[START Passage shown]

Plaintiffs also argue that various decisions cited in the prior memorandum order are distinguishable, but cite no authority rejecting the interpretation set forth in that memorandum order. Pointedly, perhaps, plaintiffs make no mention of Greenberg v. Veteran, 889 F.2d 418, 422 (2d Cir. 1989), which referred to 28 U.S.C. § 1441(b) as providing "for general federal question removal. ..."

 
IV

Plaintiffs' application for certification of the denial of their motion to remand for interlocutory appeal under 28 U.S.C. § 1292 is denied.

SO ORDERED.

NOTES

[1] Indeed, substantive rules have also often been fashioned with at least some attention to the reliability and workability of factfinding required by differing formulations. See, e.g., United States v. Trenton Potteries Co., 273 U.S. 392, 397, 47 S. Ct. 377, 379, 71 L. Ed. 700 (1927) (opinion for the Court by Stone, J., later C.J.).

[2] Where criminal intent is involved and one's liberty or property is at risk, the necessity for inferring presence or lack of proof of presence of defined kinds of intent is justified, not the situation here. See, e.g., United States v. United States Gypsum Co., 438 U.S. 422, 98 S. Ct. 2864, 57 L. Ed. 2d 854 (1978); United States v. Regent Office Supply Co., 421 F.2d 1174 (2d Cir.1970).

[END Passage shown]

• Set of tasks:
1. Repeat the part of the court order excerpt that opens with the words containing "Plaintiffs also argue" and closes with "SO ORDERED.".
2. According to the court order excerpt, which decision do the plaintiffs make no mention of?

[START Supplied records]

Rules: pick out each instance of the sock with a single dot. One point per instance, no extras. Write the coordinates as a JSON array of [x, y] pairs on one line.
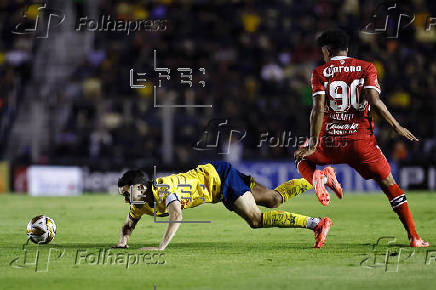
[[306, 170], [292, 188], [312, 223], [284, 219], [399, 204]]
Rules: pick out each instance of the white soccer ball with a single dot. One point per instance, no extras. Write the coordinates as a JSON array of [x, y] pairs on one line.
[[41, 229]]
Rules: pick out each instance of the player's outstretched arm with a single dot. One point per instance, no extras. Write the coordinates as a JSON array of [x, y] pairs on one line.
[[380, 107], [316, 119], [126, 231], [175, 217]]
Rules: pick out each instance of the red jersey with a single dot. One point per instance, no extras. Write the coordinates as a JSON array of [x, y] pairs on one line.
[[342, 80]]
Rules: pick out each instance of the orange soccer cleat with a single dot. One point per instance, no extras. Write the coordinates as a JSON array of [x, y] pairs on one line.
[[332, 182], [418, 243], [321, 230], [318, 186]]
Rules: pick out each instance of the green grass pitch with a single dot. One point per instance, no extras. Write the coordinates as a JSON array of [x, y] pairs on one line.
[[225, 254]]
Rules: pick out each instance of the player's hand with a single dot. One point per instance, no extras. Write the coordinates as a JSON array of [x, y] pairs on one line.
[[120, 246], [405, 133], [151, 249], [303, 152]]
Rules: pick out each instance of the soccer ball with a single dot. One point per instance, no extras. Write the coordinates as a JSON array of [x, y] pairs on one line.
[[41, 229]]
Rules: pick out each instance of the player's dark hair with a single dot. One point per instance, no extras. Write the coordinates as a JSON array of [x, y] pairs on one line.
[[336, 40], [132, 177]]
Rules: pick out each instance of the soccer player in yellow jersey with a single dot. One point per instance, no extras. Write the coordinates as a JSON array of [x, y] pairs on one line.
[[211, 183]]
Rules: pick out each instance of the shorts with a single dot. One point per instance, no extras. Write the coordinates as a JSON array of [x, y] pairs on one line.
[[233, 183], [362, 155]]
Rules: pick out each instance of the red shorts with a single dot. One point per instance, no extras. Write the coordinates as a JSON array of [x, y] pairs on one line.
[[362, 155]]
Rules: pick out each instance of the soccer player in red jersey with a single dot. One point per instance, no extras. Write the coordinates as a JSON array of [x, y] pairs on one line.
[[344, 91]]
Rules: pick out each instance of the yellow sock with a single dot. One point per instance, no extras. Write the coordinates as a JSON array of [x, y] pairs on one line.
[[283, 219], [292, 188]]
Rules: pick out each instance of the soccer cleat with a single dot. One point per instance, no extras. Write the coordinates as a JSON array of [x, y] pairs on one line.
[[321, 230], [332, 182], [418, 243], [318, 186]]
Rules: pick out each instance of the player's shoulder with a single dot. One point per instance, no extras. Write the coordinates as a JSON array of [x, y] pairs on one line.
[[363, 63]]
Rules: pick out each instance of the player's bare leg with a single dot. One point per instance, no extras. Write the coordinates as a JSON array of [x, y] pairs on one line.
[[320, 178], [245, 206], [272, 198], [399, 204]]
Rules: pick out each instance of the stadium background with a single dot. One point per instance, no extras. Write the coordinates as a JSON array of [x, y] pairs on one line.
[[66, 99]]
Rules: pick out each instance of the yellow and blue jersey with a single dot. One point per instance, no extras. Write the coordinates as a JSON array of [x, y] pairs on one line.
[[208, 183]]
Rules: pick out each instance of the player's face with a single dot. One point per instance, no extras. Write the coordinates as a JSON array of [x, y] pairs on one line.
[[137, 192]]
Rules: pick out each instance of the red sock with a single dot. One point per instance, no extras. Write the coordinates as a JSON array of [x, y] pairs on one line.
[[306, 170], [399, 204]]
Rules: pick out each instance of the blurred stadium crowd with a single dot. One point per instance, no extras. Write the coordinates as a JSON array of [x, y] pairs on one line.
[[258, 57]]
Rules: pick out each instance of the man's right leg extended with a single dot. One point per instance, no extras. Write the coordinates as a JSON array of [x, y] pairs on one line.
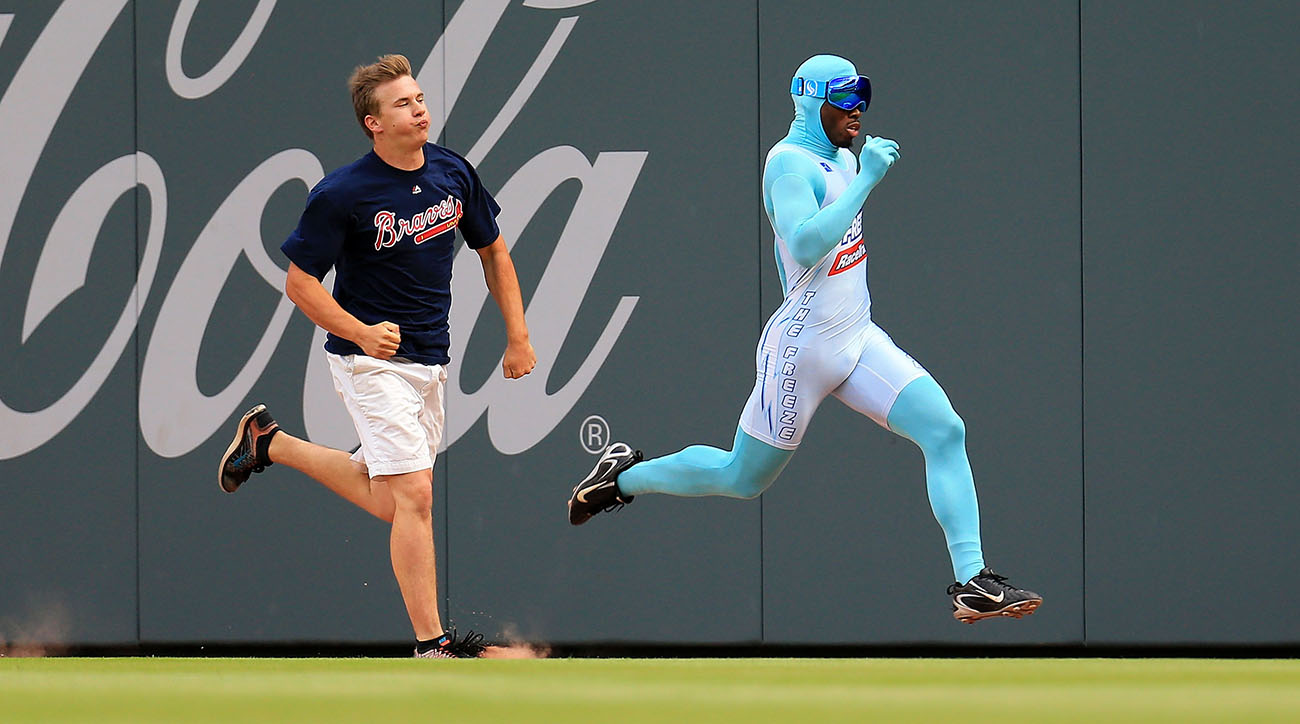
[[411, 545], [745, 471]]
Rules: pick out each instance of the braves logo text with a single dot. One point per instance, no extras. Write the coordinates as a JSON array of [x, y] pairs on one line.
[[424, 225]]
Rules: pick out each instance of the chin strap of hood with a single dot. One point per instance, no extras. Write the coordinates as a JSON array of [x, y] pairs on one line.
[[806, 129]]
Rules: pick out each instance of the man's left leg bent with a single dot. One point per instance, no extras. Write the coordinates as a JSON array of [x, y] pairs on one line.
[[896, 391]]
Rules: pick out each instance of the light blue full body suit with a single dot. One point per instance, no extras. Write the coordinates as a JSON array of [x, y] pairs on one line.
[[822, 339]]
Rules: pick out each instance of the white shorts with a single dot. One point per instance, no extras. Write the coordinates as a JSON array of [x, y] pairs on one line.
[[395, 407], [867, 374]]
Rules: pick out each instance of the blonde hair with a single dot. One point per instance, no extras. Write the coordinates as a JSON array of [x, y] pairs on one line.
[[365, 78]]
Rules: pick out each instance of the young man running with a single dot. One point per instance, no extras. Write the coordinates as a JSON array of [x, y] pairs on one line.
[[822, 342], [386, 224]]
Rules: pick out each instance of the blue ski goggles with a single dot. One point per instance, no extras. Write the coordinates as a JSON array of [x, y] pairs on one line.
[[845, 92]]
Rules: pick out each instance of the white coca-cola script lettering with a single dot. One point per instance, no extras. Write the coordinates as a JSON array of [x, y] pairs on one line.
[[174, 415]]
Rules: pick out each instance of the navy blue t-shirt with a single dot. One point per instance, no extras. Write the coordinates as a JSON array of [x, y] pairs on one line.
[[390, 234]]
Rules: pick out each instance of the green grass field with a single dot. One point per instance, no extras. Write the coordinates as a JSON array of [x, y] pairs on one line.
[[674, 690]]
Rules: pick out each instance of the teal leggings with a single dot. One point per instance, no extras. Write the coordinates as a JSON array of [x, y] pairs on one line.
[[922, 413]]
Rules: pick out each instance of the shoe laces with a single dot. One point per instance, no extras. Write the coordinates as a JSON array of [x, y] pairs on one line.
[[243, 460], [615, 506], [996, 581], [471, 646]]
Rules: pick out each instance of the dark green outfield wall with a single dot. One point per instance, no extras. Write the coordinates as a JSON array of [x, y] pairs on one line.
[[1090, 241]]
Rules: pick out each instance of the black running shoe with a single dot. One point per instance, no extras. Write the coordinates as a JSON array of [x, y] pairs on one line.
[[599, 489], [247, 452], [451, 647], [988, 595]]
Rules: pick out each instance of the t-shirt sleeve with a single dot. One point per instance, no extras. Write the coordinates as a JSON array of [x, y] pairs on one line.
[[479, 224], [315, 245]]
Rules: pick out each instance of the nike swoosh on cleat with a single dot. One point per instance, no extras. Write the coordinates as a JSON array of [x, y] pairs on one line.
[[997, 598], [602, 469], [581, 494]]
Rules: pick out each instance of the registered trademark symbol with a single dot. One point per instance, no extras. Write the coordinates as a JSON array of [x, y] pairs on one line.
[[594, 434]]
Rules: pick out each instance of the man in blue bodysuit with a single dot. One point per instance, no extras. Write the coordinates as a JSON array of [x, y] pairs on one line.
[[822, 342]]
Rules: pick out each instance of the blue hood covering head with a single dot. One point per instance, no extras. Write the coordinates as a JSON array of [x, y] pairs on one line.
[[806, 130]]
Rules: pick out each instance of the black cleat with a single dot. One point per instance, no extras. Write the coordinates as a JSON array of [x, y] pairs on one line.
[[247, 452], [988, 595], [599, 490], [451, 647]]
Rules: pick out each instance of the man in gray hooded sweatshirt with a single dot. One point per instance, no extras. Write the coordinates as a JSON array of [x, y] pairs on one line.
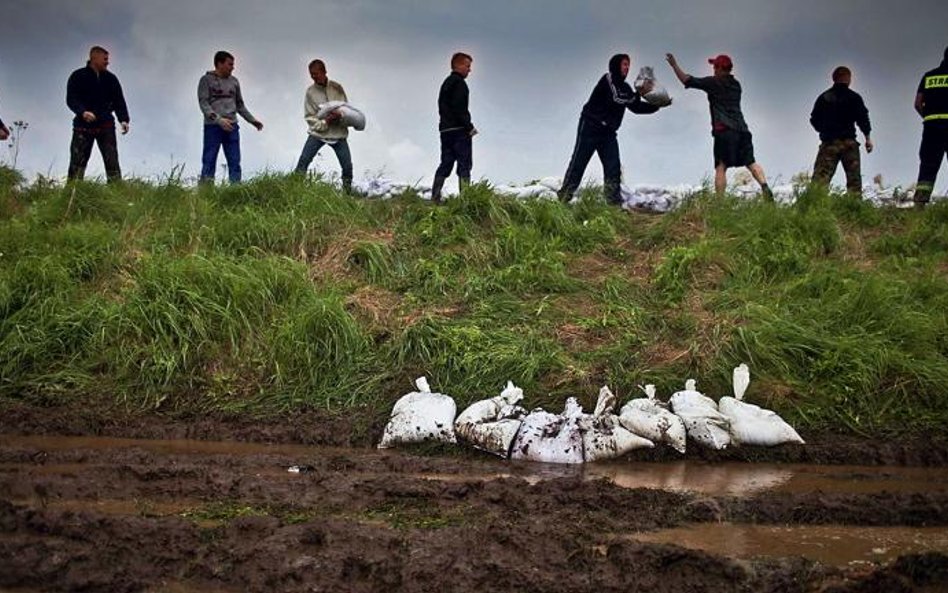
[[220, 100]]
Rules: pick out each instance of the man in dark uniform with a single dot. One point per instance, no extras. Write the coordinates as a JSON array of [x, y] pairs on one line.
[[457, 131], [93, 94], [931, 102], [835, 116], [598, 123], [733, 143]]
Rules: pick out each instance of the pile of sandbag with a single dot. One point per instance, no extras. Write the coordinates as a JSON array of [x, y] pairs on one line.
[[499, 425]]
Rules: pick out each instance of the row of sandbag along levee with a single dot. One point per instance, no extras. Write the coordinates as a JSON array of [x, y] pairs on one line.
[[500, 425]]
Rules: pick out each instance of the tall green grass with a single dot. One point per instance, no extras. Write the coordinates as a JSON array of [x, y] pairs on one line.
[[284, 294]]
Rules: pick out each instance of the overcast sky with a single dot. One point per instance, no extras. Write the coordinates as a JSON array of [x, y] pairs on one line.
[[535, 62]]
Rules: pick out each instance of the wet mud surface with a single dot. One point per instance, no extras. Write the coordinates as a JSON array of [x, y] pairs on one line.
[[115, 514]]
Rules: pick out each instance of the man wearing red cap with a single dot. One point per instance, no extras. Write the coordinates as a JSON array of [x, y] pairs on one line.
[[733, 143]]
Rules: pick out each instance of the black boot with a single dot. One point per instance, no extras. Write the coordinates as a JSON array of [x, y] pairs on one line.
[[436, 190]]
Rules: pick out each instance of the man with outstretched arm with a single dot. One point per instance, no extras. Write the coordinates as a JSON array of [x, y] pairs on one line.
[[931, 103], [220, 100], [598, 123], [455, 127], [94, 94], [329, 130], [835, 115], [733, 143]]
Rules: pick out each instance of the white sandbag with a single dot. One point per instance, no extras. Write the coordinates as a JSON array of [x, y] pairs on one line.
[[420, 416], [604, 437], [551, 438], [351, 116], [492, 424], [703, 422], [658, 96], [750, 424], [651, 419]]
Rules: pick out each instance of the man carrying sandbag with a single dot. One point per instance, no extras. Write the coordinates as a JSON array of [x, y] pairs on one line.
[[733, 143], [330, 129], [455, 127], [835, 115], [598, 123]]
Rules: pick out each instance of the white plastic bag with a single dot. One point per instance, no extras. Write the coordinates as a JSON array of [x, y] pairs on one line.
[[651, 419], [351, 116], [750, 424], [420, 416], [704, 423], [604, 437], [492, 424], [551, 438], [658, 96]]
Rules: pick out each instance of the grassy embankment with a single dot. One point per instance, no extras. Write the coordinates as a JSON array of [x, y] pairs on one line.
[[282, 295]]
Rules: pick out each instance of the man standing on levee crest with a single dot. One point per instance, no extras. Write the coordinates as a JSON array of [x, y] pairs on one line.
[[931, 102], [835, 115], [598, 124], [93, 94], [733, 142], [220, 100], [329, 130], [455, 127]]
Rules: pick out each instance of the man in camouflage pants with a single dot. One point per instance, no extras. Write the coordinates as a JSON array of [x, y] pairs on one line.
[[835, 115]]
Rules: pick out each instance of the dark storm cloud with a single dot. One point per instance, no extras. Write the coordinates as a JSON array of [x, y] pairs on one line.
[[535, 63]]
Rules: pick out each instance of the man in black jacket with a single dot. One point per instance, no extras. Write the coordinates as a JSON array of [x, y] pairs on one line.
[[931, 103], [835, 115], [93, 94], [598, 123], [457, 131]]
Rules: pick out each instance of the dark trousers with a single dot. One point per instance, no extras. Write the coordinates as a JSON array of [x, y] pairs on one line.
[[215, 138], [80, 149], [831, 153], [933, 150], [340, 147], [591, 138], [456, 146]]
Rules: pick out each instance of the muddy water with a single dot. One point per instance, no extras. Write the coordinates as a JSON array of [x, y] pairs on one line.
[[837, 545]]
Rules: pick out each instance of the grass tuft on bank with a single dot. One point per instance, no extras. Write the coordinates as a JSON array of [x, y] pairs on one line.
[[282, 294]]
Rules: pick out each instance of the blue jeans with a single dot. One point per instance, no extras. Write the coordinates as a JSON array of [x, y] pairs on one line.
[[592, 138], [457, 146], [216, 137], [340, 147]]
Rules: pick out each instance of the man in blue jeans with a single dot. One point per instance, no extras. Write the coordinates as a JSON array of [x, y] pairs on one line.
[[329, 130], [220, 100], [455, 126]]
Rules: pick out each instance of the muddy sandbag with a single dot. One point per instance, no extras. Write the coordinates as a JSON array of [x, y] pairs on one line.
[[492, 424], [351, 116], [651, 419], [604, 437], [658, 96], [551, 438], [703, 422], [420, 416], [750, 424]]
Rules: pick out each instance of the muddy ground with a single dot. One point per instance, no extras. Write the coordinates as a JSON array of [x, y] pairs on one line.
[[100, 515]]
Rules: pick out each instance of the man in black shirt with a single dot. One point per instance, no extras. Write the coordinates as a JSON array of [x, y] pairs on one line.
[[93, 94], [835, 116], [457, 131], [598, 123], [733, 143], [931, 102]]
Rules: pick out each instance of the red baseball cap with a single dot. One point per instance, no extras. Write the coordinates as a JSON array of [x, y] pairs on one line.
[[721, 61]]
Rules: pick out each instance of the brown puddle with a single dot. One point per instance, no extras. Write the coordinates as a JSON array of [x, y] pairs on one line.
[[830, 544]]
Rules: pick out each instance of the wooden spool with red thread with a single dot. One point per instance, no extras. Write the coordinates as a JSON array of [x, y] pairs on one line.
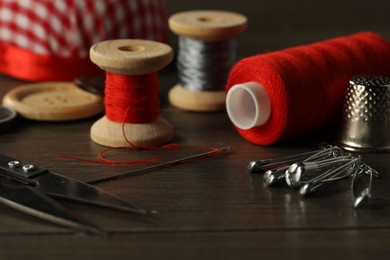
[[131, 98]]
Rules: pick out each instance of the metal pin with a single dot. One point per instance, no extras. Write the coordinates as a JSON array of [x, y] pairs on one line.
[[266, 164], [163, 165], [365, 194], [298, 172], [334, 174]]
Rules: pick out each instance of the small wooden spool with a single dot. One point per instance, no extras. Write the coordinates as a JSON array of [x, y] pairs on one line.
[[206, 26], [131, 57]]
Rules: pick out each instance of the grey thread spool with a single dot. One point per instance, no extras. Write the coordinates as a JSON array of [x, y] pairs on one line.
[[206, 53], [204, 66], [366, 115]]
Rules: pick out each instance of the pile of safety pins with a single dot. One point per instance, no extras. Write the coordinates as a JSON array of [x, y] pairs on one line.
[[314, 170]]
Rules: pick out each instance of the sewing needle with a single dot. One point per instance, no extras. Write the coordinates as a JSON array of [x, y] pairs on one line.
[[162, 165]]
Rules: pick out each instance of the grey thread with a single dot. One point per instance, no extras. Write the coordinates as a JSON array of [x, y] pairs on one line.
[[204, 66]]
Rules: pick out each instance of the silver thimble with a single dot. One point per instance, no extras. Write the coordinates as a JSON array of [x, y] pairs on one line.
[[365, 123]]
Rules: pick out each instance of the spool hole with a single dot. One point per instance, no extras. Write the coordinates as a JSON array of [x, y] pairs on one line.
[[207, 19], [248, 105], [132, 48]]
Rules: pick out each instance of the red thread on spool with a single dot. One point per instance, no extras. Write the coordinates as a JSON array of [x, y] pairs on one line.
[[306, 84], [131, 99]]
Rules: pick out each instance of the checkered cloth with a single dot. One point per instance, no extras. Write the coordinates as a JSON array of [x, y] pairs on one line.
[[65, 29]]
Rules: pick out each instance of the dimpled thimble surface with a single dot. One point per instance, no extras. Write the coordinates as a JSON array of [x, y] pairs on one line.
[[365, 123]]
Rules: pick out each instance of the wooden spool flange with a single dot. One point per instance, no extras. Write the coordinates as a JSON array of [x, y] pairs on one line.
[[131, 57], [206, 26]]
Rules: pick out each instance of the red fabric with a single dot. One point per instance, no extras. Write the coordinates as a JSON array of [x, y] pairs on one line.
[[50, 40], [306, 84]]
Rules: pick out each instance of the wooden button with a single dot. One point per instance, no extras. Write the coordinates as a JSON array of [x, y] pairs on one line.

[END Supplied records]

• The results:
1.
Plaintiffs also argue that various decisions cited in the prior memorandum order are distinguishable, but cite no authority rejecting the interpretation set forth in that memorandum order. Pointedly, perhaps, plaintiffs make no mention of Greenberg v. Veteran, 889 F.2d 418, 422 (2d Cir. 1989), which referred to 28 U.S.C. § 1441(b) as providing "for general federal question removal. ..."

 
IV

Plaintiffs' application for certification of the denial of their motion to remand for interlocutory appeal under 28 U.S.C. § 1292 is denied.

SO ORDERED.

2. Greenberg v. Veteran, 889 F.2d 418, 422 (2d Cir. 1989).